-- YOUR GOAL --
Lines before the one with "Return a bounding" are left out; return that line and all that follow it, exactly, through the end of the data.

══════

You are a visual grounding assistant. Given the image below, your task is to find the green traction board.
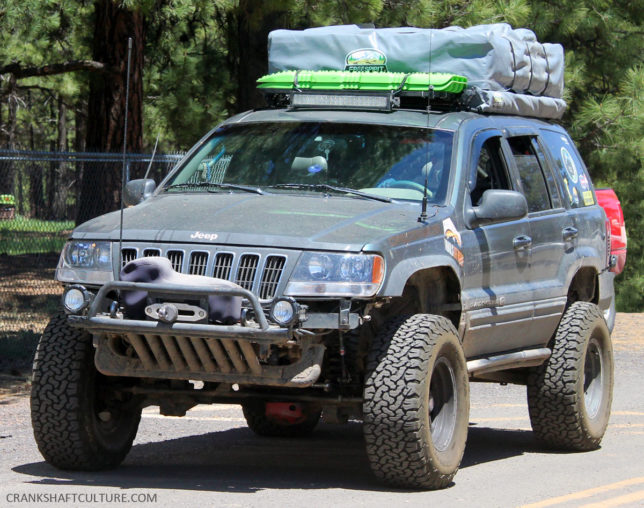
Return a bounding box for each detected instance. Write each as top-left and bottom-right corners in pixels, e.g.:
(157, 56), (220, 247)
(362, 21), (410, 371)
(257, 70), (468, 94)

══════

-- OUTPUT OF THE EXERCISE --
Return a bounding box for each detected instance. Write each as top-left and bottom-right corners in pixels, e.g.:
(157, 56), (220, 247)
(362, 21), (410, 371)
(257, 70), (468, 94)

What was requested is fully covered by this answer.